START Available data

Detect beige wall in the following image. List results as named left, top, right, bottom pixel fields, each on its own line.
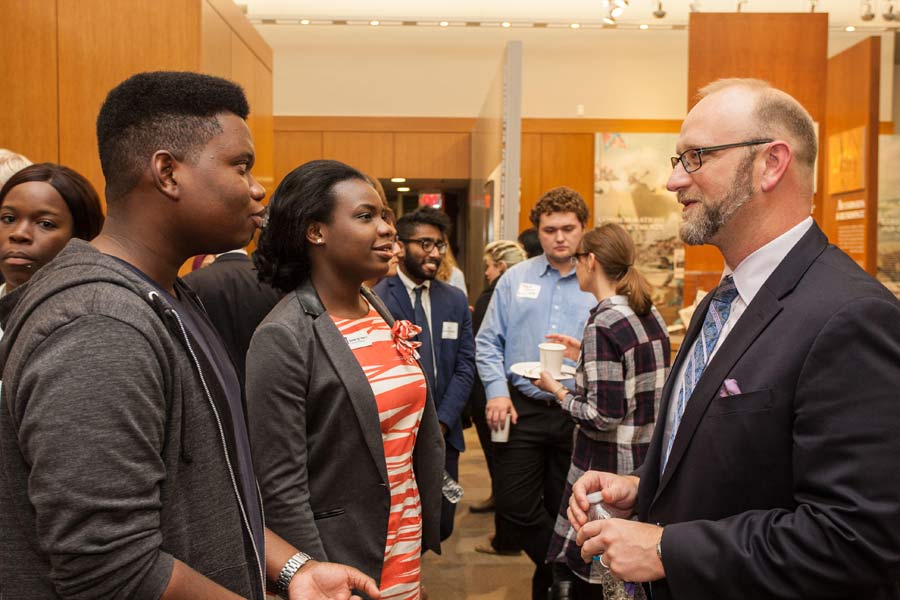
left=262, top=24, right=894, bottom=122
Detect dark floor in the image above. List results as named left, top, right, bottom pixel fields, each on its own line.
left=421, top=427, right=533, bottom=600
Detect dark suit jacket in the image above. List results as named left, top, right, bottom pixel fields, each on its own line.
left=372, top=276, right=476, bottom=453
left=245, top=281, right=444, bottom=587
left=638, top=223, right=900, bottom=600
left=183, top=252, right=282, bottom=383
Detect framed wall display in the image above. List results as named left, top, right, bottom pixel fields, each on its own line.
left=594, top=132, right=684, bottom=326
left=828, top=126, right=866, bottom=195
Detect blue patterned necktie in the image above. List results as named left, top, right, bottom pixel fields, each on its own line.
left=662, top=275, right=739, bottom=472
left=414, top=285, right=436, bottom=391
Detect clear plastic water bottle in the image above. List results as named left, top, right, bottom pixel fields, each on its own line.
left=586, top=492, right=646, bottom=600
left=441, top=470, right=464, bottom=504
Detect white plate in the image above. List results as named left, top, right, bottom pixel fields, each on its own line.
left=510, top=361, right=576, bottom=381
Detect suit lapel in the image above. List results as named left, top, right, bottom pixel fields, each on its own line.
left=387, top=278, right=416, bottom=323
left=428, top=283, right=443, bottom=369
left=643, top=290, right=715, bottom=488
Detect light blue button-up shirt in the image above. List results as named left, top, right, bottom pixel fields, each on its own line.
left=476, top=254, right=597, bottom=402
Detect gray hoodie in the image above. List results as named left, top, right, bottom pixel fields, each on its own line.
left=0, top=239, right=265, bottom=600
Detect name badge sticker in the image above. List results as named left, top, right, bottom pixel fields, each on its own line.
left=516, top=282, right=541, bottom=299
left=442, top=321, right=459, bottom=339
left=344, top=330, right=372, bottom=350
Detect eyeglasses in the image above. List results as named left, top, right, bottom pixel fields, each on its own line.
left=670, top=139, right=773, bottom=174
left=401, top=237, right=448, bottom=254
left=570, top=252, right=591, bottom=265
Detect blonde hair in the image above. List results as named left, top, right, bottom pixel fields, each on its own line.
left=436, top=240, right=459, bottom=283
left=581, top=223, right=653, bottom=316
left=698, top=78, right=818, bottom=171
left=0, top=149, right=32, bottom=187
left=483, top=240, right=527, bottom=269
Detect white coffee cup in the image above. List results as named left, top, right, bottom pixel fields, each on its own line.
left=539, top=342, right=566, bottom=377
left=491, top=414, right=512, bottom=443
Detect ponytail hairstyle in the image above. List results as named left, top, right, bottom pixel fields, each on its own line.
left=581, top=223, right=653, bottom=316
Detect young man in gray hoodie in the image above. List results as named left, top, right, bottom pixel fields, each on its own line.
left=0, top=71, right=379, bottom=600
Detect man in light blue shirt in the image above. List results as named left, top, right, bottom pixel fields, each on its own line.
left=476, top=187, right=596, bottom=600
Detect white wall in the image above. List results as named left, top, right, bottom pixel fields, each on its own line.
left=261, top=24, right=894, bottom=122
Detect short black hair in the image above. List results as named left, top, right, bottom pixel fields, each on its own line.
left=396, top=206, right=451, bottom=241
left=0, top=163, right=104, bottom=240
left=517, top=227, right=543, bottom=258
left=254, top=159, right=369, bottom=293
left=96, top=71, right=249, bottom=202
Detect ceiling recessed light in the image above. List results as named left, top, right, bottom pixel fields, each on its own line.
left=397, top=187, right=411, bottom=192
left=300, top=18, right=310, bottom=25
left=570, top=23, right=581, bottom=29
left=370, top=20, right=380, bottom=26
left=391, top=177, right=406, bottom=183
left=439, top=20, right=449, bottom=27
left=845, top=25, right=856, bottom=31
left=501, top=21, right=511, bottom=28
left=640, top=23, right=649, bottom=29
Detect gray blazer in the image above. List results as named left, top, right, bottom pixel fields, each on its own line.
left=246, top=280, right=444, bottom=586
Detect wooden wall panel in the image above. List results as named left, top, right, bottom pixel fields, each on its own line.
left=685, top=12, right=828, bottom=302
left=274, top=132, right=323, bottom=187
left=519, top=133, right=543, bottom=233
left=201, top=0, right=232, bottom=79
left=253, top=59, right=275, bottom=192
left=1, top=1, right=59, bottom=163
left=823, top=37, right=880, bottom=275
left=394, top=132, right=470, bottom=179
left=538, top=134, right=595, bottom=227
left=57, top=0, right=202, bottom=200
left=322, top=132, right=394, bottom=178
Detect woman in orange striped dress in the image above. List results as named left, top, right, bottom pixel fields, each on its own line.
left=247, top=160, right=444, bottom=599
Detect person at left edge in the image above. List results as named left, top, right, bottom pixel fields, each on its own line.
left=373, top=206, right=476, bottom=541
left=247, top=160, right=444, bottom=600
left=0, top=71, right=379, bottom=600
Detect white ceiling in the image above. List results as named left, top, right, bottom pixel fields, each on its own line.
left=241, top=0, right=897, bottom=28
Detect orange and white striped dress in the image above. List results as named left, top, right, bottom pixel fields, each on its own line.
left=332, top=307, right=426, bottom=600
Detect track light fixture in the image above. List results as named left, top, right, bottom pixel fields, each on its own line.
left=861, top=1, right=875, bottom=20
left=885, top=2, right=898, bottom=21
left=653, top=1, right=667, bottom=18
left=736, top=0, right=748, bottom=12
left=689, top=1, right=702, bottom=12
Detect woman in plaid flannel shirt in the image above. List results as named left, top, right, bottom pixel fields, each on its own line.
left=536, top=223, right=671, bottom=599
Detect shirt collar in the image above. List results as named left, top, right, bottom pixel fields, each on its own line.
left=397, top=268, right=430, bottom=293
left=724, top=216, right=814, bottom=306
left=536, top=253, right=577, bottom=279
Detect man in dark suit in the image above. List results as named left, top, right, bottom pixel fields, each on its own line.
left=373, top=207, right=475, bottom=541
left=568, top=78, right=900, bottom=599
left=184, top=248, right=283, bottom=384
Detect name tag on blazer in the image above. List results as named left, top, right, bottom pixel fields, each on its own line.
left=517, top=282, right=541, bottom=299
left=442, top=321, right=459, bottom=339
left=344, top=330, right=372, bottom=349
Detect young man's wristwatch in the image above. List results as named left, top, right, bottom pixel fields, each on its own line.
left=275, top=551, right=312, bottom=599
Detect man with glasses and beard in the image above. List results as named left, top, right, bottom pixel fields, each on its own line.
left=373, top=206, right=475, bottom=542
left=568, top=79, right=900, bottom=600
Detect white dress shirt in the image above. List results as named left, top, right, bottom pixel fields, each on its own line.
left=661, top=217, right=814, bottom=449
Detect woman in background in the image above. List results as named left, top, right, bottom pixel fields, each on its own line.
left=0, top=163, right=104, bottom=317
left=535, top=223, right=670, bottom=599
left=435, top=239, right=467, bottom=296
left=247, top=159, right=443, bottom=600
left=470, top=240, right=528, bottom=555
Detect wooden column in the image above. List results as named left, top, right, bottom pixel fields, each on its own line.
left=685, top=12, right=828, bottom=302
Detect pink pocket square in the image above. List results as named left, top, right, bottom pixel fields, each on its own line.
left=718, top=379, right=742, bottom=397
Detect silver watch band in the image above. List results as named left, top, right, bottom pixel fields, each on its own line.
left=275, top=551, right=311, bottom=599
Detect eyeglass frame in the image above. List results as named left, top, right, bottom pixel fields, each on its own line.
left=670, top=139, right=773, bottom=174
left=570, top=251, right=591, bottom=265
left=400, top=237, right=448, bottom=254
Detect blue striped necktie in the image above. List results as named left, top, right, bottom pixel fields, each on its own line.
left=662, top=275, right=739, bottom=472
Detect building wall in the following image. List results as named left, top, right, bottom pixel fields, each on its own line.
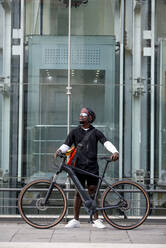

END Available data

Activity - Output only the lines running from the line with "Detect eyeglass frame" through the last line of the entries above, inclusive, with pictures excluded.

Answer for the task -
Detect eyeglass frame in the image above. List results as named left, top, right, bottom pixel fields, each on its own line.
left=670, top=139, right=773, bottom=174
left=570, top=251, right=591, bottom=265
left=400, top=237, right=448, bottom=254
Detect blue striped necktie in the image above. List results as named left, top, right, bottom pixel fields, each on its own line.
left=662, top=275, right=739, bottom=472
Detect building wall in the following image. List results as named left, top, right, bottom pixel fields, each on its own line.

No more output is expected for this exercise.